**Dataset content:**
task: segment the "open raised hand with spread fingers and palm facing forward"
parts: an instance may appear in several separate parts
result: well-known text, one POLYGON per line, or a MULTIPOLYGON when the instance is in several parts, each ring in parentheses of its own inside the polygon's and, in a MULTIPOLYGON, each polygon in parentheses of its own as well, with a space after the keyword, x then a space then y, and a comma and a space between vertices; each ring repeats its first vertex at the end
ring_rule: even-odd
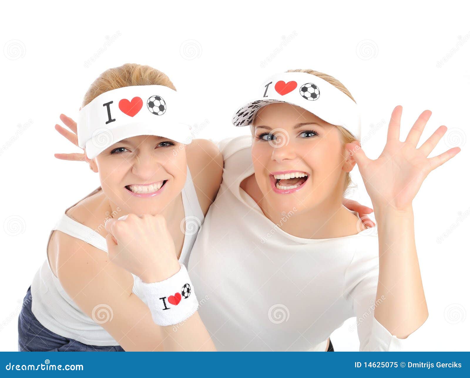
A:
POLYGON ((368 159, 357 141, 346 144, 346 149, 359 167, 375 210, 390 207, 402 211, 410 208, 426 176, 460 152, 459 147, 454 147, 438 156, 428 158, 446 133, 446 126, 440 126, 421 147, 416 148, 426 122, 431 117, 430 110, 421 113, 406 140, 400 142, 402 110, 402 106, 393 109, 388 126, 387 143, 376 160, 368 159))

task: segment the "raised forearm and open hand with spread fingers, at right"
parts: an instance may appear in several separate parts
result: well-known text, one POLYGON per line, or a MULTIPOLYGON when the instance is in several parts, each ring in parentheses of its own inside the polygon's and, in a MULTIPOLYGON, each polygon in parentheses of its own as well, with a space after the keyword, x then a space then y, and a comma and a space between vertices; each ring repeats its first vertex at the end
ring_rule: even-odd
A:
POLYGON ((427 158, 446 127, 439 127, 420 148, 416 148, 431 111, 424 111, 405 142, 399 141, 402 107, 392 112, 384 151, 376 160, 366 157, 358 143, 346 148, 359 167, 374 206, 379 239, 379 277, 375 318, 390 333, 407 338, 424 323, 428 309, 415 247, 412 201, 425 177, 453 158, 454 147, 427 158))

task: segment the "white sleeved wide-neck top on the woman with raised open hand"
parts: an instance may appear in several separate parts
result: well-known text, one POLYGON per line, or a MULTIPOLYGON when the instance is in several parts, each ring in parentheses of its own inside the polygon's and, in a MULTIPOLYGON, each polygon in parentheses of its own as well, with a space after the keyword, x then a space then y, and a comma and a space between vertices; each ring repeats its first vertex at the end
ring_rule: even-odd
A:
POLYGON ((330 334, 356 317, 360 351, 406 350, 412 335, 398 339, 374 317, 381 302, 376 227, 330 239, 282 231, 240 188, 254 173, 251 136, 220 147, 223 181, 188 263, 216 348, 324 351, 330 334))

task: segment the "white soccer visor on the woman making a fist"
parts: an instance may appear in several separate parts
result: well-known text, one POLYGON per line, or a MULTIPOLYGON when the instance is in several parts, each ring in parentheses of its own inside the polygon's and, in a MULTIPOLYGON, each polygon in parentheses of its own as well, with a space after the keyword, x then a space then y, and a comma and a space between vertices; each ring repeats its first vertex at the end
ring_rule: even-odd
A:
POLYGON ((78 113, 78 145, 93 159, 122 139, 155 135, 189 144, 180 95, 163 85, 133 85, 107 91, 78 113))

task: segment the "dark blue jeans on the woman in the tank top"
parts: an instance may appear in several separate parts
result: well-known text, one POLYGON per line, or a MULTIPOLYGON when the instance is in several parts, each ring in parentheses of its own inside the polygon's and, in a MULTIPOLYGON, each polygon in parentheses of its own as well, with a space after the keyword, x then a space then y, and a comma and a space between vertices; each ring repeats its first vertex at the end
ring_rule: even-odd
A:
POLYGON ((49 331, 31 311, 31 286, 26 292, 18 317, 18 351, 20 352, 124 352, 120 346, 102 347, 83 344, 49 331))

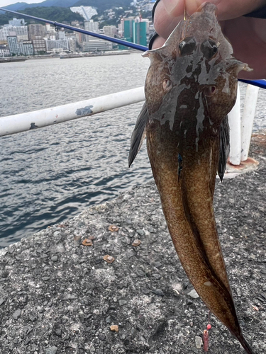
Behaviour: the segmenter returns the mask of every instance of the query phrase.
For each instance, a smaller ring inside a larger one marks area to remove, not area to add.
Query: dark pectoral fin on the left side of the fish
[[[146,102],[143,104],[143,108],[140,110],[138,119],[135,122],[135,128],[131,135],[131,149],[128,156],[128,166],[130,167],[133,163],[135,156],[137,156],[140,151],[140,147],[145,139],[145,125],[148,121],[148,108]]]

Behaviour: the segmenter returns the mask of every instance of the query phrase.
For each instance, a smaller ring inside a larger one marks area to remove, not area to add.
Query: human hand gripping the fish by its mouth
[[[154,25],[159,37],[153,49],[161,47],[184,16],[184,6],[192,14],[205,0],[160,0],[155,8]],[[243,79],[266,79],[266,19],[243,17],[266,6],[266,0],[209,0],[216,4],[223,34],[233,46],[235,58],[248,63],[253,72],[240,72]]]

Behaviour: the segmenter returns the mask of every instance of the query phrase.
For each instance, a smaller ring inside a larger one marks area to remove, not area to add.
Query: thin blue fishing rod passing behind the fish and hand
[[[16,15],[20,15],[23,17],[33,18],[33,20],[36,21],[50,23],[50,25],[54,25],[55,28],[67,28],[67,30],[74,30],[74,32],[84,33],[85,35],[92,35],[92,37],[101,38],[102,40],[109,40],[109,42],[113,42],[119,45],[124,45],[125,47],[130,47],[136,50],[140,50],[141,52],[146,52],[146,50],[148,50],[148,47],[145,47],[144,45],[138,45],[132,42],[128,42],[127,40],[120,40],[119,38],[109,37],[108,35],[100,35],[99,33],[90,32],[89,30],[83,30],[82,28],[73,27],[72,25],[65,25],[65,23],[45,20],[45,18],[26,15],[26,13],[6,10],[6,8],[1,8],[1,7],[0,7],[0,11],[15,13]],[[246,84],[250,84],[250,85],[258,86],[262,89],[266,89],[266,80],[243,80],[243,79],[238,79],[238,80],[245,82]]]

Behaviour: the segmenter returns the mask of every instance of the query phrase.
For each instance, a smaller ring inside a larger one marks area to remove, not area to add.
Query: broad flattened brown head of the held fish
[[[214,4],[204,3],[180,21],[165,45],[146,52],[150,58],[145,98],[150,118],[217,130],[235,104],[237,76],[250,70],[233,57]],[[205,118],[208,118],[207,120]],[[200,124],[199,124],[200,123]]]

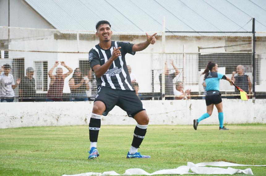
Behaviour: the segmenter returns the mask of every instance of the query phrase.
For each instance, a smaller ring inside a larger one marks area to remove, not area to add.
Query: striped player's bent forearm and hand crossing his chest
[[[112,56],[103,65],[93,66],[92,69],[98,78],[100,78],[109,69],[110,65],[113,63],[114,60],[118,58],[118,56],[121,56],[121,51],[119,49],[121,49],[121,47],[114,48]]]

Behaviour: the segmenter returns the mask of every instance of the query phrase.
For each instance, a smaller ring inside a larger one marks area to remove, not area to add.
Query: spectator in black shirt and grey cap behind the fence
[[[34,69],[28,67],[26,69],[26,76],[21,79],[19,84],[19,97],[22,102],[34,102],[36,97]]]

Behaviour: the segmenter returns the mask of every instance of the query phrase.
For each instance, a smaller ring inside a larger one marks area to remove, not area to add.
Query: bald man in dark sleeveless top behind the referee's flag
[[[235,84],[240,87],[242,90],[244,90],[245,92],[248,92],[248,94],[251,94],[251,81],[250,78],[247,74],[244,73],[244,67],[243,65],[238,65],[236,67],[236,72],[237,75],[235,76],[235,72],[233,72],[232,74],[232,81],[235,82]],[[239,94],[239,91],[237,88],[235,88],[235,93]]]

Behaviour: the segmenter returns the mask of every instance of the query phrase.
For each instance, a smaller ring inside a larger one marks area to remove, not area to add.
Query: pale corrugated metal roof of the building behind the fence
[[[265,0],[25,0],[57,29],[95,31],[266,31]]]

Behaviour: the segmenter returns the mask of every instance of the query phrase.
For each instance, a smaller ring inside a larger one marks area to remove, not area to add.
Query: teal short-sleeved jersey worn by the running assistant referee
[[[206,91],[220,91],[220,79],[226,79],[226,76],[218,72],[209,72],[207,75],[205,75]]]

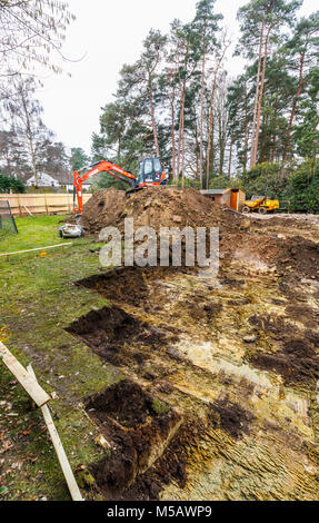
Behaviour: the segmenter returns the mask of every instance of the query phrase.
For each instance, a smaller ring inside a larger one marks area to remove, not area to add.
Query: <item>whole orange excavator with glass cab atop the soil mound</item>
[[[84,169],[82,169],[80,172],[83,170]],[[83,181],[100,172],[106,172],[113,176],[118,180],[128,184],[130,186],[130,189],[127,191],[128,197],[146,187],[163,186],[168,184],[167,176],[162,170],[159,158],[142,158],[139,161],[138,176],[134,176],[129,170],[124,170],[108,160],[98,161],[97,164],[90,166],[86,172],[80,172],[77,170],[74,171],[73,181],[76,215],[81,215],[83,211]],[[78,207],[76,207],[76,195],[78,196]]]

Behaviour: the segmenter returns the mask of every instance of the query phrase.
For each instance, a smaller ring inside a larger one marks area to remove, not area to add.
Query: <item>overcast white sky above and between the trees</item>
[[[67,32],[64,55],[78,60],[66,63],[72,76],[47,75],[38,98],[44,107],[43,120],[68,147],[90,152],[91,136],[99,131],[101,107],[112,101],[118,73],[123,63],[139,57],[151,28],[169,30],[175,18],[183,22],[195,16],[197,0],[69,0],[77,16]],[[236,13],[247,0],[217,0],[216,12],[225,17],[233,40],[238,37]],[[318,0],[305,0],[302,14],[318,9]],[[231,76],[241,71],[239,58],[229,57]]]

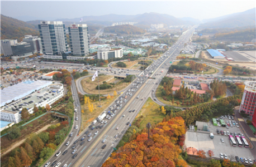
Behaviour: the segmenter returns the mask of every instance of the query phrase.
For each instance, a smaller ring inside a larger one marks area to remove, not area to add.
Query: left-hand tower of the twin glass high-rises
[[[61,55],[68,51],[65,24],[62,21],[41,21],[38,27],[45,55]]]

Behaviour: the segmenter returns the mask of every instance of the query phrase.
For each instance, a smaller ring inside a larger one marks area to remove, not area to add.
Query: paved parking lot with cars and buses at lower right
[[[225,124],[226,121],[229,121],[229,119],[225,118]],[[234,121],[237,121],[236,119]],[[226,127],[222,126],[214,126],[212,124],[212,121],[208,122],[208,130],[214,134],[214,139],[210,138],[210,135],[208,133],[203,133],[203,132],[194,132],[194,131],[187,131],[186,132],[186,140],[185,140],[185,145],[187,147],[193,147],[196,148],[197,150],[204,150],[206,153],[208,150],[214,151],[214,156],[215,158],[220,158],[220,153],[226,154],[227,158],[230,159],[231,156],[234,157],[235,161],[235,156],[238,156],[239,158],[250,158],[254,160],[254,157],[251,153],[251,151],[248,148],[239,147],[239,146],[232,146],[228,135],[221,135],[217,134],[217,129],[220,131],[229,131],[229,132],[236,132],[237,134],[242,134],[240,127],[229,127],[228,129]],[[221,142],[221,139],[224,139],[224,143]]]

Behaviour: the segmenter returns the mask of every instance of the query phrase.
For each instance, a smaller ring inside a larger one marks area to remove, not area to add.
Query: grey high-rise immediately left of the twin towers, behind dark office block
[[[41,38],[38,38],[37,36],[25,35],[25,38],[23,38],[23,42],[27,42],[30,44],[33,53],[41,53]]]

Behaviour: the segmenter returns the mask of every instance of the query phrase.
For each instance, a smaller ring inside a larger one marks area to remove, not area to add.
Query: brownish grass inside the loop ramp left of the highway
[[[113,76],[110,76],[110,75],[99,76],[99,84],[103,84],[103,81],[110,80],[111,78],[113,78]],[[113,83],[115,81],[116,81],[116,78],[113,78],[112,80],[108,81],[107,84]],[[89,94],[98,94],[98,90],[96,89],[97,84],[98,84],[98,78],[96,78],[95,81],[92,81],[92,77],[87,77],[81,81],[83,90],[85,92],[88,92]],[[120,81],[120,82],[117,82],[117,84],[113,86],[111,89],[100,90],[100,94],[113,94],[114,91],[116,92],[120,91],[128,85],[129,83]]]

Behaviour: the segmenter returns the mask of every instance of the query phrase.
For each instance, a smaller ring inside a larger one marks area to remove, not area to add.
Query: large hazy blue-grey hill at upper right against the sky
[[[254,26],[255,27],[255,8],[248,11],[228,14],[217,18],[203,20],[206,22],[198,28],[235,28]]]

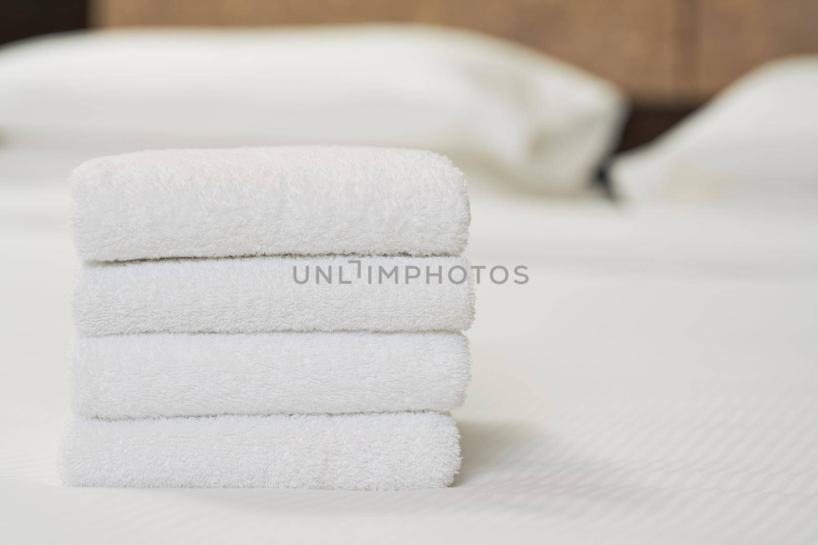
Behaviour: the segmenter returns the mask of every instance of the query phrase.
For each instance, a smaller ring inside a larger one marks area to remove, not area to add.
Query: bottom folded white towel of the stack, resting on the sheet
[[[460,468],[448,414],[72,417],[65,485],[144,488],[441,488]]]

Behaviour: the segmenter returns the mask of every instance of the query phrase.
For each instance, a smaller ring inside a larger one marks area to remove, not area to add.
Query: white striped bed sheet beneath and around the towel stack
[[[477,192],[472,261],[531,280],[479,286],[454,487],[65,489],[76,261],[65,186],[22,183],[36,166],[0,161],[5,543],[818,538],[818,220]]]

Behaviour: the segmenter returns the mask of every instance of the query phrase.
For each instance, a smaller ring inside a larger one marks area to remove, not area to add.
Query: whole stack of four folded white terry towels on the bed
[[[448,159],[143,151],[84,163],[71,191],[66,485],[452,483],[474,287]]]

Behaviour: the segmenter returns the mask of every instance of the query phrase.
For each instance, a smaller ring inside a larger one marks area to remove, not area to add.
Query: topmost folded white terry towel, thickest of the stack
[[[470,221],[462,172],[423,150],[148,150],[83,163],[71,193],[86,261],[457,255]]]

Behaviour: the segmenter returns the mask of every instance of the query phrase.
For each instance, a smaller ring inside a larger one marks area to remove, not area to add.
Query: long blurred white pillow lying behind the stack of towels
[[[524,47],[402,25],[62,35],[0,52],[0,74],[7,141],[419,147],[556,192],[591,180],[623,104]]]

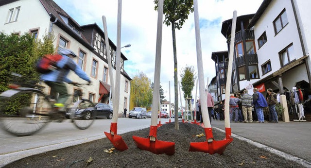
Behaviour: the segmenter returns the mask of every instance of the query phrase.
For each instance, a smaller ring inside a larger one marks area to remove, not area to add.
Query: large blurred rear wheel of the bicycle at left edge
[[[25,91],[9,97],[1,95],[0,127],[7,133],[17,136],[35,134],[50,121],[51,104],[43,94]]]

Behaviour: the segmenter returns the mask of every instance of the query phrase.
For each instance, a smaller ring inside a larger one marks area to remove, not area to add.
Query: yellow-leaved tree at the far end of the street
[[[152,103],[152,88],[150,79],[139,72],[131,81],[131,101],[136,107],[149,107]]]

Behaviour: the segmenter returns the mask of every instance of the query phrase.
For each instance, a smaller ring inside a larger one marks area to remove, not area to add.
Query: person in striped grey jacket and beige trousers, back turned
[[[253,115],[252,115],[252,95],[248,94],[248,90],[244,90],[244,94],[241,97],[242,101],[242,111],[244,116],[244,121],[247,123],[247,117],[249,117],[249,122],[253,122]],[[248,114],[248,116],[247,116]]]

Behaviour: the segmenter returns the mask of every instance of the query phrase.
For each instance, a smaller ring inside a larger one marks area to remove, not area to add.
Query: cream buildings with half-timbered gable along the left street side
[[[36,38],[52,32],[56,40],[54,47],[73,50],[78,57],[76,63],[90,76],[92,85],[83,90],[84,95],[93,102],[109,102],[110,80],[113,73],[116,80],[116,46],[109,40],[113,72],[108,71],[108,60],[104,43],[104,32],[99,26],[89,24],[80,26],[53,0],[6,0],[0,2],[0,31],[5,34],[23,34],[29,32]],[[102,17],[102,16],[98,16]],[[129,109],[131,78],[124,71],[124,61],[127,58],[121,53],[121,79],[119,113]],[[69,79],[83,83],[77,75],[70,72]],[[69,85],[69,94],[76,88]],[[57,96],[48,86],[45,90]],[[112,95],[113,97],[114,95]],[[72,100],[71,100],[72,101]]]

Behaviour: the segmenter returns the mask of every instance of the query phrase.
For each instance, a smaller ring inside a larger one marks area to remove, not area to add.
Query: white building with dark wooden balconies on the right
[[[280,95],[302,93],[298,102],[287,99],[291,119],[297,119],[293,104],[304,104],[311,95],[311,60],[308,11],[301,0],[263,0],[255,14],[237,17],[231,92],[242,92],[250,83],[266,96],[272,88]],[[223,22],[222,34],[230,45],[232,19]],[[218,100],[223,100],[228,52],[213,52]],[[225,61],[225,63],[223,63]],[[224,74],[223,74],[224,73]],[[302,113],[302,111],[300,112]],[[310,120],[310,111],[303,112]],[[291,116],[291,114],[293,114]]]

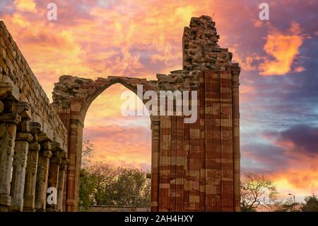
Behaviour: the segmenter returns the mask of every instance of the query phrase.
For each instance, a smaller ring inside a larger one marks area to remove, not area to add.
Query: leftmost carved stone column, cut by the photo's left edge
[[[11,205],[10,181],[11,166],[16,139],[16,126],[20,122],[16,113],[1,113],[0,115],[0,211],[8,211]]]

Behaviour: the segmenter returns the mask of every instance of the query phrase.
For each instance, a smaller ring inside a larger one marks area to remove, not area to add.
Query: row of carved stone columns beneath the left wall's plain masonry
[[[61,211],[66,151],[29,113],[27,102],[0,100],[0,211]]]

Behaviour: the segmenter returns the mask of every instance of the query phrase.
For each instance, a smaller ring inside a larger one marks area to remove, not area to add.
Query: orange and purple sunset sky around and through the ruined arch
[[[57,21],[47,4],[57,4]],[[259,4],[270,6],[259,20]],[[242,172],[271,176],[283,198],[318,193],[318,1],[1,0],[0,18],[52,100],[63,74],[155,79],[182,68],[192,16],[213,16],[239,62]],[[119,84],[90,106],[94,161],[151,167],[147,116],[124,117]]]

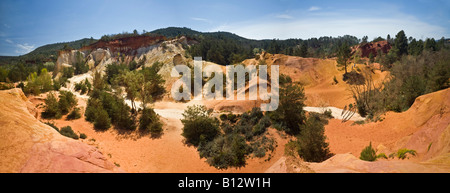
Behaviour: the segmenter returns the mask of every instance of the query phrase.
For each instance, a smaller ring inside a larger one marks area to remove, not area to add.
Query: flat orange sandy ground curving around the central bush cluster
[[[30,101],[36,106],[43,103],[45,95],[30,97]],[[78,107],[84,112],[87,100],[78,98]],[[192,103],[198,103],[193,101]],[[151,138],[149,135],[141,135],[139,132],[119,132],[113,128],[99,132],[93,129],[93,125],[84,120],[84,115],[77,120],[67,121],[65,116],[59,120],[50,120],[59,128],[71,126],[77,133],[84,133],[87,139],[80,139],[84,143],[97,147],[112,163],[120,166],[127,172],[264,172],[284,154],[286,137],[270,129],[268,135],[277,141],[276,150],[272,158],[265,161],[264,158],[249,158],[247,166],[240,169],[218,170],[209,166],[201,159],[197,149],[184,144],[182,133],[181,113],[191,103],[157,102],[152,106],[162,117],[164,134],[160,138]],[[38,109],[40,112],[42,109]],[[42,120],[44,122],[48,120]]]

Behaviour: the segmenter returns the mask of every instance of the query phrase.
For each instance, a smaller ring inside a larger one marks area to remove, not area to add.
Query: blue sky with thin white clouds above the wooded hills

**Directions for this task:** Return all lines of the material above in which the word "raised" occurs.

**Task result:**
task: segment the "open raised hand with spread fingers and palm facing forward"
task: segment the "raised forearm and open hand with spread fingers, at right"
task: segment the "white sleeved wide-neck top on the woman with raised open hand"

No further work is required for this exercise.